● GOAL OF THE EXERCISE: Write out every line again, from the line with "target | forested hill" to the line with "x=535 y=234", and shift each x and y coordinate in the answers up by 90.

● DATA SHOWN:
============================================================

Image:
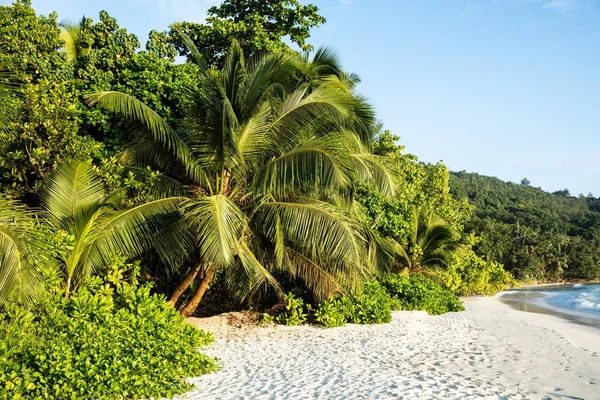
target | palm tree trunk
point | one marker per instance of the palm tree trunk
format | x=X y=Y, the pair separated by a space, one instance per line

============================================================

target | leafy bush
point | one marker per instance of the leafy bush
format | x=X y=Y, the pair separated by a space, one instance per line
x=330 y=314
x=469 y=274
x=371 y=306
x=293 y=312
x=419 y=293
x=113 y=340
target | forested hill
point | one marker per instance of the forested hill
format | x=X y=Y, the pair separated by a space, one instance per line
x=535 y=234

============================================================

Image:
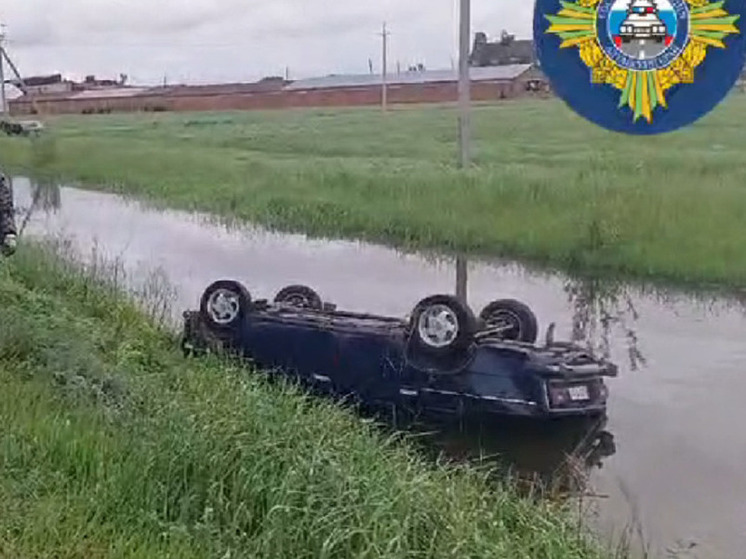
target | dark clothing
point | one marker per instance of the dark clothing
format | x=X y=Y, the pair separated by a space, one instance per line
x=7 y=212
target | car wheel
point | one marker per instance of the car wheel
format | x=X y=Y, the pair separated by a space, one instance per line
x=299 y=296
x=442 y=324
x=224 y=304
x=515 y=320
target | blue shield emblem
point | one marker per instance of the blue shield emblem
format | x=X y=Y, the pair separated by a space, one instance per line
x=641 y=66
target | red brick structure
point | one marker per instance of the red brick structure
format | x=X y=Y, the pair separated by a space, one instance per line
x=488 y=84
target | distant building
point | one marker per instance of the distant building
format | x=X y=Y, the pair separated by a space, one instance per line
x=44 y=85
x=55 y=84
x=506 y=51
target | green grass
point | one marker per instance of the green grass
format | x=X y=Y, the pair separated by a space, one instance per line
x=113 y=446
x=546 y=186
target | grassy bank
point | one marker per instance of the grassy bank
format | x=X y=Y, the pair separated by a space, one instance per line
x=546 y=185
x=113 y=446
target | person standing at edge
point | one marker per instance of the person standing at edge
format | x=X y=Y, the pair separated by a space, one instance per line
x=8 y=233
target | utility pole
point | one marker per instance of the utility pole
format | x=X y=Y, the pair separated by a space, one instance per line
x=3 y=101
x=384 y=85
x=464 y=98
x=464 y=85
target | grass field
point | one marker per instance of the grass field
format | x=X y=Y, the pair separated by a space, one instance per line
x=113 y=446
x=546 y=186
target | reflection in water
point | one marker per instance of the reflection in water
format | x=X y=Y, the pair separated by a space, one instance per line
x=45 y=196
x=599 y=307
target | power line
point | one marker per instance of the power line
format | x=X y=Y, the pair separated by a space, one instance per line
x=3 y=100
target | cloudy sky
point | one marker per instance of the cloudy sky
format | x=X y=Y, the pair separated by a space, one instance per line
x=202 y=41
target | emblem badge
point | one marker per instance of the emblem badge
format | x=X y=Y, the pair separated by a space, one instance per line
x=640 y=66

============================================================

● FINISHED ANSWER:
target | forested hill
point | one marker per instance of the forested hill
format | x=X y=Y, the pair separated by a space, one instance per line
x=625 y=324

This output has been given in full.